==== Materials provided
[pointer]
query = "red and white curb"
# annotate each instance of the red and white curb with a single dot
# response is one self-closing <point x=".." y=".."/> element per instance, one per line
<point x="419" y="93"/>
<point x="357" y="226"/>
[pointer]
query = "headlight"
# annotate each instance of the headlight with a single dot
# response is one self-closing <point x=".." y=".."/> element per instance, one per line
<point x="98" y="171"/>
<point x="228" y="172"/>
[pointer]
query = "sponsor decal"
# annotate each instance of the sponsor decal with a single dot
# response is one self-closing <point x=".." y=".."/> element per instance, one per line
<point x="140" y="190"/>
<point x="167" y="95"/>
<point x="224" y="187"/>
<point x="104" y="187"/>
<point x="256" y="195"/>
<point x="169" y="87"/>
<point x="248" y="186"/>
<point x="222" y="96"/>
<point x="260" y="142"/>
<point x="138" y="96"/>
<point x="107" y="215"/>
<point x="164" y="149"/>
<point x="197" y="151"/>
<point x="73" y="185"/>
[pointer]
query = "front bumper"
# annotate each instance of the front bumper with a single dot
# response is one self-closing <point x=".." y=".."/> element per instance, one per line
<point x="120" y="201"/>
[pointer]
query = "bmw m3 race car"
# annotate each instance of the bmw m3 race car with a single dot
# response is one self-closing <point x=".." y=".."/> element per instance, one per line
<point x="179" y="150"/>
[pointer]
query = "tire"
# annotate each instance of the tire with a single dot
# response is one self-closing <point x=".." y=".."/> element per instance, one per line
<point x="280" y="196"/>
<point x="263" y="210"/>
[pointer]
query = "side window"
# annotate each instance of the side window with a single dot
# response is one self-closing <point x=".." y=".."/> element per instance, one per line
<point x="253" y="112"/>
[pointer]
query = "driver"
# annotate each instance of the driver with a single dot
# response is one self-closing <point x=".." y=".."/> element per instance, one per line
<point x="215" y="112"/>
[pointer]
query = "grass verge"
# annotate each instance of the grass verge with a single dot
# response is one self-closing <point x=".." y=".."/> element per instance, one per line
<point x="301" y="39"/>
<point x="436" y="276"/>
========
Reproduce every line of the rows above, requests included, scaling each x and y coordinate in the answers by 2.05 and rounding to the nearest whole number, with halves rounded up. Leave the numbers in the requests and their format samples unchanged.

[pointer]
query = "red and white curb"
# annotate each instance of the red and white curb with a single dot
# response is one self-closing <point x=".." y=".."/> element per instance, one per line
<point x="859" y="191"/>
<point x="732" y="463"/>
[pointer]
query = "headlight"
# annotate each instance of the headlight with a single dot
# response is one self-closing <point x=".." y=".."/> element per instance, one per line
<point x="201" y="351"/>
<point x="467" y="353"/>
[pointer]
query = "sponsor decal"
# annotate each instance of the sponsor decal with a single dot
# response is one self-closing <point x=".." y=".."/> element per instance, one per line
<point x="287" y="390"/>
<point x="342" y="195"/>
<point x="459" y="383"/>
<point x="213" y="383"/>
<point x="525" y="400"/>
<point x="346" y="178"/>
<point x="508" y="381"/>
<point x="455" y="197"/>
<point x="533" y="291"/>
<point x="283" y="197"/>
<point x="219" y="441"/>
<point x="336" y="305"/>
<point x="404" y="310"/>
<point x="150" y="379"/>
[pointer]
query = "front bumper"
# annotate each instance of the front bumper with a single dot
# response is one self-closing <point x=".." y=".."/> element per instance, one per line
<point x="246" y="412"/>
[pointer]
query = "bmw m3 race car"
# annotate each instance of the bmw m3 race car with a single dot
# response is one self-closing <point x=".." y=".."/> element per instance, one per line
<point x="367" y="308"/>
[pointer]
query = "tire"
# annotate each instance of the tire with a single dot
# response is one self-closing <point x=".." y=".."/> element per instance, one per line
<point x="574" y="402"/>
<point x="539" y="431"/>
[pointer]
query = "side window"
# annotate each instance of the side window with a single dot
# response is one self-closing <point x=".." y=".."/> element per instance, one per line
<point x="519" y="230"/>
[pointer]
query = "driver"
# annotate each instance of the driver with a single dot
# response is one self-closing <point x=".." y=".."/> element per instance, one per line
<point x="441" y="230"/>
[pointer]
query = "grass verge"
# annotate each instance of the grass verge with a single dot
# response is one self-closing <point x=".." y=".."/> element per instance, one per line
<point x="617" y="80"/>
<point x="894" y="566"/>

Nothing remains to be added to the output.